[TASK OBJECTIVE]
Turn the rows below into a numbered list, starting at the line that has "task=detect input=small tower window" and running through the last row, with blank lines dropped. Leave the pictures out of the list.

[Begin]

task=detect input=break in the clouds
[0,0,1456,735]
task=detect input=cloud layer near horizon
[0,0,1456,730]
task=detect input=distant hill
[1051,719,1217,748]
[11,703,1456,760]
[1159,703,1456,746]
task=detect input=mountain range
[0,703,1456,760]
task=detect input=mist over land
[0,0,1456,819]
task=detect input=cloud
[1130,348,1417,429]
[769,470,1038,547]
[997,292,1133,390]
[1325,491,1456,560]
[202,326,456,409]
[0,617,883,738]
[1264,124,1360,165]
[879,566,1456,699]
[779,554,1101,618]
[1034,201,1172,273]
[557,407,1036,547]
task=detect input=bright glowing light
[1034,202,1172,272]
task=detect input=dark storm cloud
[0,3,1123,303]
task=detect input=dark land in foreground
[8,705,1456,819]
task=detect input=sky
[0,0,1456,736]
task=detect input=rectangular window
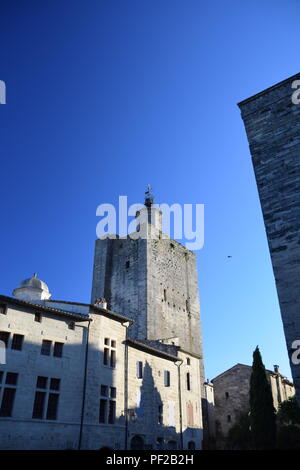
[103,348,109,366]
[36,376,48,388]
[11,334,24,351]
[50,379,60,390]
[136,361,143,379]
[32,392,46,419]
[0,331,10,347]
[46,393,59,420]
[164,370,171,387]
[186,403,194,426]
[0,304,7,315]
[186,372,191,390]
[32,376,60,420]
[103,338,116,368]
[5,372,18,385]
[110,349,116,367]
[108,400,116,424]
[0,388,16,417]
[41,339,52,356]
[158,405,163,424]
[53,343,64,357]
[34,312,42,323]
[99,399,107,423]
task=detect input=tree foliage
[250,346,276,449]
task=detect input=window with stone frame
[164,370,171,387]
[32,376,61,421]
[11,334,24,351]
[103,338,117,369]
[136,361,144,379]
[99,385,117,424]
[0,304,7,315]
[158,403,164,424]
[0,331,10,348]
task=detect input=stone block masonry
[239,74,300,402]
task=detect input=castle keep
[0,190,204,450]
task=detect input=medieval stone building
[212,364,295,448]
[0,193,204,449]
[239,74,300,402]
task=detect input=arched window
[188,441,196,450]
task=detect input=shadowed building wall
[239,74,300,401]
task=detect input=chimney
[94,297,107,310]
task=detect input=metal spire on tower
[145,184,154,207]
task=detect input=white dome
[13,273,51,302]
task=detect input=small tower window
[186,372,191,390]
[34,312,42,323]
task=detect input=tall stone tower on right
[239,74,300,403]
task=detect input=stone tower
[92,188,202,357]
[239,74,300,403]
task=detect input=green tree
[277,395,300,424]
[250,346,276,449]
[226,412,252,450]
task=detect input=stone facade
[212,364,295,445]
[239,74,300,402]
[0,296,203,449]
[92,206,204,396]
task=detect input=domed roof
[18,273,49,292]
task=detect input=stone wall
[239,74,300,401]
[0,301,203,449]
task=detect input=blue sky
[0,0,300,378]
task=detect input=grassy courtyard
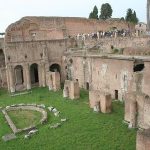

[End]

[EXPECTED ANSWER]
1. task=detect input=small tower window
2. [186,372,191,390]
3. [34,312,42,323]
4. task=detect input=tall stone tower on right
5. [239,74,300,403]
6. task=detect input=stone tower
7. [92,188,202,357]
8. [239,74,300,403]
9. task=detect input=green tree
10. [277,395,300,424]
11. [250,346,276,449]
12. [226,412,252,450]
13. task=detect input=stone facade
14. [212,364,295,445]
15. [239,74,300,402]
16. [0,296,203,449]
17. [92,206,204,396]
18. task=detect input=domed roof
19. [18,273,49,292]
20. task=detect input=stone wall
21. [239,74,300,401]
22. [0,301,203,449]
23. task=detect input=blue sky
24. [0,0,300,378]
25. task=detect input=grassy courtyard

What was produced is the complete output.